Your goal: Repeat each line of the material word for word.
++++ Material for this task
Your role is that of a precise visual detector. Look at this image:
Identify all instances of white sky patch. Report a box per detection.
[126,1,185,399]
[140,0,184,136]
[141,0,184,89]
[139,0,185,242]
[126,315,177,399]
++++++++
Written answer:
Your role is that of a precise visual detector. Look at this image:
Identify all instances of white sky patch. Report a box per detection.
[126,1,185,399]
[140,0,184,136]
[141,0,184,89]
[139,0,185,242]
[126,315,177,399]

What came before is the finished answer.